Assignment:
Every line of the data below must be given again exactly.

Extracted records:

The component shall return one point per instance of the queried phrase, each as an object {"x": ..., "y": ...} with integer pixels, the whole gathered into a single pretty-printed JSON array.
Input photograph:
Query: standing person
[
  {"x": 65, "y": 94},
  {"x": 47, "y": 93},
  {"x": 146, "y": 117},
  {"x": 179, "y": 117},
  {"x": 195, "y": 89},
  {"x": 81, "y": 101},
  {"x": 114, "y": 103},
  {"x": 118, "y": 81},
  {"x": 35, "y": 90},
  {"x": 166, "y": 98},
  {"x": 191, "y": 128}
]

Output below:
The component shall return one point per instance of the queried phrase, each as an object {"x": ..., "y": ...} with integer pixels, the whole gathered into a single pretty-printed JSON array.
Input photograph:
Query: standing person
[
  {"x": 65, "y": 94},
  {"x": 47, "y": 93},
  {"x": 146, "y": 117},
  {"x": 179, "y": 117},
  {"x": 195, "y": 89},
  {"x": 81, "y": 101},
  {"x": 114, "y": 103},
  {"x": 118, "y": 81},
  {"x": 35, "y": 90},
  {"x": 166, "y": 98},
  {"x": 191, "y": 128}
]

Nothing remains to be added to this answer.